-- Exercise brief --
Scan the lines below and report each one containing "dark" by copying it.

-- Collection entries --
---
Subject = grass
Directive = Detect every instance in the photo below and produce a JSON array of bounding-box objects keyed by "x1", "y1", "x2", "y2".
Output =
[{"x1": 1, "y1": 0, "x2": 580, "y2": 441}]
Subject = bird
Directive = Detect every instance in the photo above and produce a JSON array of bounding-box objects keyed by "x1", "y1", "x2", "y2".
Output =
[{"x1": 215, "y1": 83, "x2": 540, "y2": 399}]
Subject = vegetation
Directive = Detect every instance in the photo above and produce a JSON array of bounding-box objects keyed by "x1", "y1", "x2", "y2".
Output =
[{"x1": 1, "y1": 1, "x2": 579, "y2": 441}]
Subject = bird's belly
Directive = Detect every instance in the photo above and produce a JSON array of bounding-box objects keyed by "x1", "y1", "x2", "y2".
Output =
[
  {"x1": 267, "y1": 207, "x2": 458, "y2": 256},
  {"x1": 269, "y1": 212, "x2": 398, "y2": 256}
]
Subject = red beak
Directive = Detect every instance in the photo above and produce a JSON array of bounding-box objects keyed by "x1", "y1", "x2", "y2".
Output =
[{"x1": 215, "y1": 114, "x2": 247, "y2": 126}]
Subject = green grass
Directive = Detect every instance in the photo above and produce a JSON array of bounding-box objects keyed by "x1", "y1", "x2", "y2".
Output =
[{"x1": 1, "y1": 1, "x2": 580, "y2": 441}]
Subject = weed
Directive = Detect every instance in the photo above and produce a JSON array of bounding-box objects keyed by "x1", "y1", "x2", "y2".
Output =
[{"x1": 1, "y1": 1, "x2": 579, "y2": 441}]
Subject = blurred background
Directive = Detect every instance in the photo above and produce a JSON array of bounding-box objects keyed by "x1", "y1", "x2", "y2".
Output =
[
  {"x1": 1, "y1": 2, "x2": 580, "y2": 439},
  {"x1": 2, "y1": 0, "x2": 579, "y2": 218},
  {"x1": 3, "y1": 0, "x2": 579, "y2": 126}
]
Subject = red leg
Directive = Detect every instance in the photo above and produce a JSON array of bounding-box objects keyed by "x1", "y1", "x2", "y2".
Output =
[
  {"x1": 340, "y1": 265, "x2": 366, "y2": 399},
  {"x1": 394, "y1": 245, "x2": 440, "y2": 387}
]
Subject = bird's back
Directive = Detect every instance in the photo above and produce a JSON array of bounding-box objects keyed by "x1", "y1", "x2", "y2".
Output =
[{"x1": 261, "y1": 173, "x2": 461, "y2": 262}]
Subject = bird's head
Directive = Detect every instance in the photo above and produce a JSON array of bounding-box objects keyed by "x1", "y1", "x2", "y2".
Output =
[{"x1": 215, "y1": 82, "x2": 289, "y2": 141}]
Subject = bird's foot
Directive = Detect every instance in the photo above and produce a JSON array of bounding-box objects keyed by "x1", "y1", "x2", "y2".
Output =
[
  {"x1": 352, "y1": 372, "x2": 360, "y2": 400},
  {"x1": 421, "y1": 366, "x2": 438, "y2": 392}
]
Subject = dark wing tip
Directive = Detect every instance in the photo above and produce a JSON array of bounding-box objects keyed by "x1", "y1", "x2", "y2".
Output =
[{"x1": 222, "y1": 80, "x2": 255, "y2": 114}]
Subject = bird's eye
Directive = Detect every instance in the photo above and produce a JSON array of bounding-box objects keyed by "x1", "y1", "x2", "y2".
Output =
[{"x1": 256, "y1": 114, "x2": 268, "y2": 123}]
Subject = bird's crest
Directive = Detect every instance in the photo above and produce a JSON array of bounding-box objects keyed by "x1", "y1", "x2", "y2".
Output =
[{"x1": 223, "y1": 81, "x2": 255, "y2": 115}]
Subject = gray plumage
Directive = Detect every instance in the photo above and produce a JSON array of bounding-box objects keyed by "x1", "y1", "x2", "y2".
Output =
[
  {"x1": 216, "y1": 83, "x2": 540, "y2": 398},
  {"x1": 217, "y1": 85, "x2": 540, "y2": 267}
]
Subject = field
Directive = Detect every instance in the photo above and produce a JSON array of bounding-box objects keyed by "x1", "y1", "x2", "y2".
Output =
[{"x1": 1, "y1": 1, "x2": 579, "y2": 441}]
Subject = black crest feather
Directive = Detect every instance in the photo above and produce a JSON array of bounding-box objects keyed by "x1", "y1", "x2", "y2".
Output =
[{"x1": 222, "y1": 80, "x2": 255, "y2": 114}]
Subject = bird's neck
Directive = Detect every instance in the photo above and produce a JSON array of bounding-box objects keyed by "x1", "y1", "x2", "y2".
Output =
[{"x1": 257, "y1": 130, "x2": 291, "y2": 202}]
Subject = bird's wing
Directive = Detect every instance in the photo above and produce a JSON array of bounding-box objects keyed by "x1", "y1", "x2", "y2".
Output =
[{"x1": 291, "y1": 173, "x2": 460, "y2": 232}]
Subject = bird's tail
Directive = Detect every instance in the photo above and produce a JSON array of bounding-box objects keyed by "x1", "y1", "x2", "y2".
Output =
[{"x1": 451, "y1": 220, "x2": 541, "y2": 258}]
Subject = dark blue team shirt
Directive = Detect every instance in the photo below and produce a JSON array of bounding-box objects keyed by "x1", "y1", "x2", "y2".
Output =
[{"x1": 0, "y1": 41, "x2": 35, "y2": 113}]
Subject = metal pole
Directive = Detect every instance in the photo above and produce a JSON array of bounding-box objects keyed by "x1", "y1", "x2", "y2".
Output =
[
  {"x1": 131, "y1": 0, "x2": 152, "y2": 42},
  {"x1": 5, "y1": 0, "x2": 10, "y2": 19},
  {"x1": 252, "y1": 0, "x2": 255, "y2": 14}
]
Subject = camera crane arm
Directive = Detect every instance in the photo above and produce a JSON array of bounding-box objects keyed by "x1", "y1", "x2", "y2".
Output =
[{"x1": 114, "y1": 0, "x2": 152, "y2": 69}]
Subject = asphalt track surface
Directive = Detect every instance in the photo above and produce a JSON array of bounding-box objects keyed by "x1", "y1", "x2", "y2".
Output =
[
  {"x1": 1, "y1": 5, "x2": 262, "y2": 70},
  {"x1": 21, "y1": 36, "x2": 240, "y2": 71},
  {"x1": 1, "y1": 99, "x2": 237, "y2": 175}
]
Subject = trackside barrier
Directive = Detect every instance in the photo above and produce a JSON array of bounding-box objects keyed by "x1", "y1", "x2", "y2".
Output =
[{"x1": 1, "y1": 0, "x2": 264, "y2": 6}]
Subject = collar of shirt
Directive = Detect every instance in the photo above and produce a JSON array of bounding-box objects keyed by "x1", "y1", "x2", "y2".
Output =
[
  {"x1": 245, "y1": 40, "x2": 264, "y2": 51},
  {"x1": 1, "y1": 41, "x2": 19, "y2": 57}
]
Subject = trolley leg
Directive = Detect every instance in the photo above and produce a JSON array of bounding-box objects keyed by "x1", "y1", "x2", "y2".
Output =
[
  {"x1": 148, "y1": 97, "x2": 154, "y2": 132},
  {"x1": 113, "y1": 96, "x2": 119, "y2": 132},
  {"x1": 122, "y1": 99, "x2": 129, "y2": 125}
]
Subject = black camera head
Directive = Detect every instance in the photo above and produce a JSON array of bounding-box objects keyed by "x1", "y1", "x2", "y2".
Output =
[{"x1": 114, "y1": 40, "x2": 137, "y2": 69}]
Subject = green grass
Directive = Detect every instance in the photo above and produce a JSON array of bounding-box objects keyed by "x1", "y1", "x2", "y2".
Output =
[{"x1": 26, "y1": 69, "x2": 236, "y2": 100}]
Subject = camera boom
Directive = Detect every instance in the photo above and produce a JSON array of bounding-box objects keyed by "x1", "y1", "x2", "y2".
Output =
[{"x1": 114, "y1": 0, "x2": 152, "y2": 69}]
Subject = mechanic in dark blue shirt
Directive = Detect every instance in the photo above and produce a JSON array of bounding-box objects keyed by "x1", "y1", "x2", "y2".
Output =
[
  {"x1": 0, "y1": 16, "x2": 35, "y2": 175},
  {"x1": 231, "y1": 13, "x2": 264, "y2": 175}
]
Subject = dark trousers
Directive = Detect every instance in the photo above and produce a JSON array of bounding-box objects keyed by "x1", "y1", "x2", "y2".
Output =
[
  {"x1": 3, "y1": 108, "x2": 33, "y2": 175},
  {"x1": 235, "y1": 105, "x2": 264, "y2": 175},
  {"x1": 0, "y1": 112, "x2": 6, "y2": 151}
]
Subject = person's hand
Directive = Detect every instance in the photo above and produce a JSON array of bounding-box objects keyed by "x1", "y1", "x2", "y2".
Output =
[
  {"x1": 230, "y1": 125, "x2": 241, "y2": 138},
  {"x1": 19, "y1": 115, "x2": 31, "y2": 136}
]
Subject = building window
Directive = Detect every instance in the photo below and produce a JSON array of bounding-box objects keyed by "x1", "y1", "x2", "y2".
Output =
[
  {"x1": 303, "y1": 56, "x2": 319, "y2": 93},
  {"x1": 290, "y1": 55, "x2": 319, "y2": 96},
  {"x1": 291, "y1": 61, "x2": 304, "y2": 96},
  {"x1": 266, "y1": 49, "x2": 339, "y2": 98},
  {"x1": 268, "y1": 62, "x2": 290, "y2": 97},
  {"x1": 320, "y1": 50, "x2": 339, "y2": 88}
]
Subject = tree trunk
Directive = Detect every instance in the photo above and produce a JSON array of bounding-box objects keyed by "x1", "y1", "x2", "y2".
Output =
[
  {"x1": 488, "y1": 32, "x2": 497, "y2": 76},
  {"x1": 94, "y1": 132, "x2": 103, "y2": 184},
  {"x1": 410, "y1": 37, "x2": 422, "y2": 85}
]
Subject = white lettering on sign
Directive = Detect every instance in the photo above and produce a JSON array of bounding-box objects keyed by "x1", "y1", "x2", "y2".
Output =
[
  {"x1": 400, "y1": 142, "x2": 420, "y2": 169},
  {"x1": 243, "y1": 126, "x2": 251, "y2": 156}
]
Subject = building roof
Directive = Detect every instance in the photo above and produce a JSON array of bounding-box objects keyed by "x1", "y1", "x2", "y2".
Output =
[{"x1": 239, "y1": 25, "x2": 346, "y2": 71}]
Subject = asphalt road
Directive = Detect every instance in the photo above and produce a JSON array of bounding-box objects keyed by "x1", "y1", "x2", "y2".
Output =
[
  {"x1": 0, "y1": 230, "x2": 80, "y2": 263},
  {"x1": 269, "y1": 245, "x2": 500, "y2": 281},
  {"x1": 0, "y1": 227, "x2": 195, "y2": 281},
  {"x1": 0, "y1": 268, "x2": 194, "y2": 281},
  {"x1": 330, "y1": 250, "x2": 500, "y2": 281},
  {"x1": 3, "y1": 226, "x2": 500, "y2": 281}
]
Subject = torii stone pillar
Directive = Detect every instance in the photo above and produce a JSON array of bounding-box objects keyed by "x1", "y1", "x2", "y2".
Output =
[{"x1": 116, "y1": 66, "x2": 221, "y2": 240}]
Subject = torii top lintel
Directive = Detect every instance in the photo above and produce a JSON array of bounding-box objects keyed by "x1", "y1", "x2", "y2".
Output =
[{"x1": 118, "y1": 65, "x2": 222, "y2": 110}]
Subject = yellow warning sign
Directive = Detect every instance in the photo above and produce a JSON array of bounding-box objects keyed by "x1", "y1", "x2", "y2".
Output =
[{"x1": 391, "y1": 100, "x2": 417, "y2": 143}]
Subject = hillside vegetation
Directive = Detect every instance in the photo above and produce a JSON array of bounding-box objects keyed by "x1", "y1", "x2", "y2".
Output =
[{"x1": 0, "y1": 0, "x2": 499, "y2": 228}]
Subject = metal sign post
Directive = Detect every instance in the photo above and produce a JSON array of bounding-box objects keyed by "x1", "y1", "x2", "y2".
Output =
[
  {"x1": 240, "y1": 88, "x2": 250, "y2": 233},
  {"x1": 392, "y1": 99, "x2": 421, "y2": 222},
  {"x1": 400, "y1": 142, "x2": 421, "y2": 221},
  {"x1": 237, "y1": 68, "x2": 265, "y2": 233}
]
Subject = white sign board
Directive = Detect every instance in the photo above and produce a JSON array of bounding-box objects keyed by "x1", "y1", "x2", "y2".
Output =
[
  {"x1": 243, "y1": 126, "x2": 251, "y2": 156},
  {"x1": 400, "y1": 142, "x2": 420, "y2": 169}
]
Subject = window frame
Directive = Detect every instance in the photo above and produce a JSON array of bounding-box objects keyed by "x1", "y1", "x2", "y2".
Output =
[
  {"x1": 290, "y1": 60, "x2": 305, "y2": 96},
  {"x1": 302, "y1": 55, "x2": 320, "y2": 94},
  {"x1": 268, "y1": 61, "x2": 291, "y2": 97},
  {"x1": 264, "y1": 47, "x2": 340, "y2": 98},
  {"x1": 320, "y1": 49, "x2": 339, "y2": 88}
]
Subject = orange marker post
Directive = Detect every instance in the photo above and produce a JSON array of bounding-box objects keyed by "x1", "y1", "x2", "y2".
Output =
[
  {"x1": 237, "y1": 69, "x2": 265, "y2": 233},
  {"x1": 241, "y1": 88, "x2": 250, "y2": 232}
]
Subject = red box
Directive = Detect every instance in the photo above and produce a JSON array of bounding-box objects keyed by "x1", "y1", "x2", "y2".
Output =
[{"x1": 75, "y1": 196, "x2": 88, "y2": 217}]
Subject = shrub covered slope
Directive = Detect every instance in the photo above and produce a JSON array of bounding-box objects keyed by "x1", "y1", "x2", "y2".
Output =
---
-- Result of this exercise --
Subject = dark wing tip
Subject = dark blue team shirt
Subject = mechanic in dark blue shirt
Subject = dark trousers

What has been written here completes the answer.